**Исходный текст**
★ ★ ★ ★
Ср. в многострочных текстах Кубанёва того же ноября 1939 г.:
Даже в вас меня, мой гид,
Давний тмин томит и тмит.
или
Через треск,
Через плеск,
Через близкий блеск.
Словарь Даля фиксирует «утор» как отглагольное существительное от «уторять» (утаптывать, о дороге) и множественное «уторы» со значением «нарезка в ладах или клёпках обручной посуды, для вставки дна», на второе значение пример: «Бочка потекла уторами». В обоих значениях слово легко встает в позицию объекта по отношению к субъекту «вода», однако семантика глагола при этом остается не вполне проясненной. Впрочем, словари XX века знают только второе значение слова.
Ср. размышления И.Е. Винокуровой об ориентации молодых поэтов рубежа 1930–40-х гг. на футуризм и словотворчество раннего Маяковского и идеологическую заостренность позднего Маяковского [Винокурова 2006, 139–141].
Евгений Евтушенко предваряет книгу 1989 года предисловием, включающим мемуарный эпизод: «Помню, как однажды во время разговора о силе интонации в становлении личности поэта Луконин вдруг озарился улыбкой, процитировав мне стихотворение Глазкова о футболистах… И действительно – какая чистая, лукавая и в то же время грустная интонация» [Евтушенко 1989a, 4]. Нет, впрочем, полной ясности относительно того, какую из редакций глазковского стихотворения цитировал Луконин: в первой версии статьи Евтушенко фигурировало «стихотворение Глазкова о футболистах, которое начиналось так» [Евтушенко 1971, 24], в следующей – «стихотворение Глазкова о футболистах, которое кончалось так» [Евтушенко 1989b, 406]. Сам Луконин, упоминая о стихах Глазкова, которые «не печатались, а помнились нами, вызывая наши восторги», характеризует эту строку как «выпадающую из ритма и смысла», то есть явно взятую из многострочного текста [Луконин 1973, 444].
★ ★ ★ ★
**Задание 1**
Какой пример приводит словарь Даля в тексте ко второму значению слова «уторы»?

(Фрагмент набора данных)
★ ★ ★ ★
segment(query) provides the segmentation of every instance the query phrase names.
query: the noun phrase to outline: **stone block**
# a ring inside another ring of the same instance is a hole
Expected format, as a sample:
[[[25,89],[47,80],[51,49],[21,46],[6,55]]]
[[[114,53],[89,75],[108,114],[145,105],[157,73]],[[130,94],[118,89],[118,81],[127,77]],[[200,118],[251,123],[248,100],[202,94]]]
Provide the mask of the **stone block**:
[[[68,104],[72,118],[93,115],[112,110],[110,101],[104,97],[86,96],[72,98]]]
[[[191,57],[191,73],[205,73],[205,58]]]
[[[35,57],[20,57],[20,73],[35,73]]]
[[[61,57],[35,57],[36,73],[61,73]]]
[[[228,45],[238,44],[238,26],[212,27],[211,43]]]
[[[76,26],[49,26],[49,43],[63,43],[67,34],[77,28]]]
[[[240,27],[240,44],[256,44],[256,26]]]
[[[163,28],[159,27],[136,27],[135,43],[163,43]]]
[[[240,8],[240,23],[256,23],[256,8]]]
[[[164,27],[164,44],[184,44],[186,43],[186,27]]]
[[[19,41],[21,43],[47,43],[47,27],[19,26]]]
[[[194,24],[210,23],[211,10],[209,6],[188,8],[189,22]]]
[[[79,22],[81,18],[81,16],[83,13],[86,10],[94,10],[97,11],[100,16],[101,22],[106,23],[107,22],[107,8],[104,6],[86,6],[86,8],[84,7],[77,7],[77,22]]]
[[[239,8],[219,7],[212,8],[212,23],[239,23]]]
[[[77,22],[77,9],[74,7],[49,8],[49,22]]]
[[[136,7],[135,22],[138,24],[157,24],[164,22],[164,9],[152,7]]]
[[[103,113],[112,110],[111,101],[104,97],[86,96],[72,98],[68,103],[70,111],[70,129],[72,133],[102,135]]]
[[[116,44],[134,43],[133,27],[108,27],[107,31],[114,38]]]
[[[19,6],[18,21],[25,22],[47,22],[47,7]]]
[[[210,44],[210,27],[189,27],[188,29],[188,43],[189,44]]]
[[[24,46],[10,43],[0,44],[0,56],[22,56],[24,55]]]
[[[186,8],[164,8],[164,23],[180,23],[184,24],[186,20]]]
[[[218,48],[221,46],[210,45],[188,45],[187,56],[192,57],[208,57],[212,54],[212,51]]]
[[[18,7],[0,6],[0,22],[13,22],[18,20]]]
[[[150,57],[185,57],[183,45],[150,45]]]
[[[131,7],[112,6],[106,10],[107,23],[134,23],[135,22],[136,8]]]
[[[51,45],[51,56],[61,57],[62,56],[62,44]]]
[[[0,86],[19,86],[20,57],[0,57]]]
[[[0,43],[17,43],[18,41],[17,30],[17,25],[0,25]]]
★ ★ ★ ★
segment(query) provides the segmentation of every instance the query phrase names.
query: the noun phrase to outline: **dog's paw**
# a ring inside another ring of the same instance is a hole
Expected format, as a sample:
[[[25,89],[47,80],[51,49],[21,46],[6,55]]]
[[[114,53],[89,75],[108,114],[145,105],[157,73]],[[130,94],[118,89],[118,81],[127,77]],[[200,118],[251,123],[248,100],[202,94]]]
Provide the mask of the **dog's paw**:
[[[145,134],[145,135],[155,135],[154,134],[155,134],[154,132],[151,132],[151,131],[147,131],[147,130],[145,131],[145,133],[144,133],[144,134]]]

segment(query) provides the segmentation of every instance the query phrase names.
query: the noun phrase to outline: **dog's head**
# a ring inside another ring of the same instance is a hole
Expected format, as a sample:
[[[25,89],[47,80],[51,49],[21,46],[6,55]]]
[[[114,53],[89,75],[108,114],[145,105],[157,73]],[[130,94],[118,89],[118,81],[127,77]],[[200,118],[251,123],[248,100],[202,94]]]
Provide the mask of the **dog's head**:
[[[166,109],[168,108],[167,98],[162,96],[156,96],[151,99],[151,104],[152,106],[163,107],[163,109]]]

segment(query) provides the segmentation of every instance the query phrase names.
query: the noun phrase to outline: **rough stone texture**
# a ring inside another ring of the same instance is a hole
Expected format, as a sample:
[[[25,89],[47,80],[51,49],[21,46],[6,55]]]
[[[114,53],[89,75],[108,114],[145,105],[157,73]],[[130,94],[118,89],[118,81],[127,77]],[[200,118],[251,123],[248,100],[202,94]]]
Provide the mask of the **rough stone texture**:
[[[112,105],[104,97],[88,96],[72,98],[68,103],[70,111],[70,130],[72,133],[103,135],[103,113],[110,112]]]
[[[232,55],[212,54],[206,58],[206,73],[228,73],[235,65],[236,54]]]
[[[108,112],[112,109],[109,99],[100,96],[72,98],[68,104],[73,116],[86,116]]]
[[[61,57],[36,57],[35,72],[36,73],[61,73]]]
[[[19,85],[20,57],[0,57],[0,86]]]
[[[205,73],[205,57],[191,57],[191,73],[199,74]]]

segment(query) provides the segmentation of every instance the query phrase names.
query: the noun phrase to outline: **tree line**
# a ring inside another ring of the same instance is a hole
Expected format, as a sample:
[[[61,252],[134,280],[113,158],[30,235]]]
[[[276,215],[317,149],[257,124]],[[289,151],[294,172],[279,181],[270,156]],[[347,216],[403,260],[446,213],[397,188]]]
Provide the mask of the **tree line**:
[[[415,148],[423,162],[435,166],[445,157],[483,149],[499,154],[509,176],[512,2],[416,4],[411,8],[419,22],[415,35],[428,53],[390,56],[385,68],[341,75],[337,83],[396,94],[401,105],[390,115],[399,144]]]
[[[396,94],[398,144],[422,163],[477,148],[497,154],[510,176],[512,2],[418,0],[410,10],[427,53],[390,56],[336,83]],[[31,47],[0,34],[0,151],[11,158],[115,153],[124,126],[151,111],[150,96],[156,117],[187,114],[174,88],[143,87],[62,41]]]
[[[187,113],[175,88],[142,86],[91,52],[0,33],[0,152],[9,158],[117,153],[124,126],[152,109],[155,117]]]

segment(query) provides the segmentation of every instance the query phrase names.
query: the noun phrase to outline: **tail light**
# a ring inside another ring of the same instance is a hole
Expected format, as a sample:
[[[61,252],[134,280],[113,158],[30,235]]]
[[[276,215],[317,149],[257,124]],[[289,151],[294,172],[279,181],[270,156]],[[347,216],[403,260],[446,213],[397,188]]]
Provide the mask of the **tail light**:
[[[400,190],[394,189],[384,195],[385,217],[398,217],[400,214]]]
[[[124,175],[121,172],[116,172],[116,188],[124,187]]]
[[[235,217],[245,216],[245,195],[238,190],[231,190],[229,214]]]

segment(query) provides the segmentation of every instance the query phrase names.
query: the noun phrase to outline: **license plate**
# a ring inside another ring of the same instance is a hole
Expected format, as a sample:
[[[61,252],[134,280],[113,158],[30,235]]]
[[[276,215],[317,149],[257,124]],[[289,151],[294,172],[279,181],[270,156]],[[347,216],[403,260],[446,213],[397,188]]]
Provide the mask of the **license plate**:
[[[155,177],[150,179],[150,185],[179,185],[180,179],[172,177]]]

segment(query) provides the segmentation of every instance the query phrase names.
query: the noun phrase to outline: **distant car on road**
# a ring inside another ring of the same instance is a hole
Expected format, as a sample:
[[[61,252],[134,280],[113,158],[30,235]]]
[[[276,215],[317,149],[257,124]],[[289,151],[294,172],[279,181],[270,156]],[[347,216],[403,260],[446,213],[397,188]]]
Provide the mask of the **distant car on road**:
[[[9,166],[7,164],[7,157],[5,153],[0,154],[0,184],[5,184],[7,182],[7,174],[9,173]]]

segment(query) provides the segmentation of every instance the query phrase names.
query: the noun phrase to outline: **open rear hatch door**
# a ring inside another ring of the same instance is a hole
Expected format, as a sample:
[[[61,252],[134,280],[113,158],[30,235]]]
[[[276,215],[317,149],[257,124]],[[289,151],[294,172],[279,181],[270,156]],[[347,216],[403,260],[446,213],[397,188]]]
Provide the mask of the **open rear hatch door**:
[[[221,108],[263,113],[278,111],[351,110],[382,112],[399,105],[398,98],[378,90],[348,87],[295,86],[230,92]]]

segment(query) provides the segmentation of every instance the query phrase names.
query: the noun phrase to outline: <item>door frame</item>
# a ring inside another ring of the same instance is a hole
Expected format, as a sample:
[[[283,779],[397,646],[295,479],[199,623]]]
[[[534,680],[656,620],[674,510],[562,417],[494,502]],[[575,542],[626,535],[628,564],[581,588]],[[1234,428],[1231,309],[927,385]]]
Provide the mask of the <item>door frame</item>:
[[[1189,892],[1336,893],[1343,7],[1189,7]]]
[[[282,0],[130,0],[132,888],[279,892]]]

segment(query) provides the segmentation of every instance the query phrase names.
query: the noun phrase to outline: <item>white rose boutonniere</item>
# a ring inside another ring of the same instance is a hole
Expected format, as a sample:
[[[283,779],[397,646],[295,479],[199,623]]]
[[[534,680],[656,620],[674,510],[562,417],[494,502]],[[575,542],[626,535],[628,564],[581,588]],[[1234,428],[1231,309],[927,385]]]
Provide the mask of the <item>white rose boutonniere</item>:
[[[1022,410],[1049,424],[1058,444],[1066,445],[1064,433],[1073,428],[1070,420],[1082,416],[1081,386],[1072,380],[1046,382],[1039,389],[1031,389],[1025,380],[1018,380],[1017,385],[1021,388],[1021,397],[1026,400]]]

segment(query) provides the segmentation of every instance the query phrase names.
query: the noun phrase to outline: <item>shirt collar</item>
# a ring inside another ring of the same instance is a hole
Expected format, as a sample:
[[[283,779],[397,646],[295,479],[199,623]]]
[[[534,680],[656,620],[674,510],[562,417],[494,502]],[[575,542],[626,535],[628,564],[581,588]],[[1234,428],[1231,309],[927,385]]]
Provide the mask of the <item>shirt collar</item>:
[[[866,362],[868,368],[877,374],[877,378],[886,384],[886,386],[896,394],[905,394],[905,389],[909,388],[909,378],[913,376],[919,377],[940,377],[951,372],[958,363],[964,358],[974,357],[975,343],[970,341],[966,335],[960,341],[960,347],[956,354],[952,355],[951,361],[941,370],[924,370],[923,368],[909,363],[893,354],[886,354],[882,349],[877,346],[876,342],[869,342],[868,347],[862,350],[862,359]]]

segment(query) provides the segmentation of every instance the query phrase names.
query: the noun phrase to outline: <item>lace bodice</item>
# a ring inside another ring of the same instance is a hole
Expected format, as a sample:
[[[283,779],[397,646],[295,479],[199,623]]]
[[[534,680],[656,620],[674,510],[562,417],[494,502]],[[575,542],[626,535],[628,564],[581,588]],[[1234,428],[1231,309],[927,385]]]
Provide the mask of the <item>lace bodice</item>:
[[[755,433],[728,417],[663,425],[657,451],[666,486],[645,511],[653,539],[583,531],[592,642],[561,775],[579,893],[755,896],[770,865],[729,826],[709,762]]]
★ ★ ★ ★
**Задание 2**
Найдите в листинге все строки со словом «tree» и выпишите их целиком. Регистр букв важен.

**Полный ответ 1**
«Бочка потекла уторами».

**Полный ответ 2**
query: the noun phrase to outline: **tree line**
Provide the mask of the **tree line**:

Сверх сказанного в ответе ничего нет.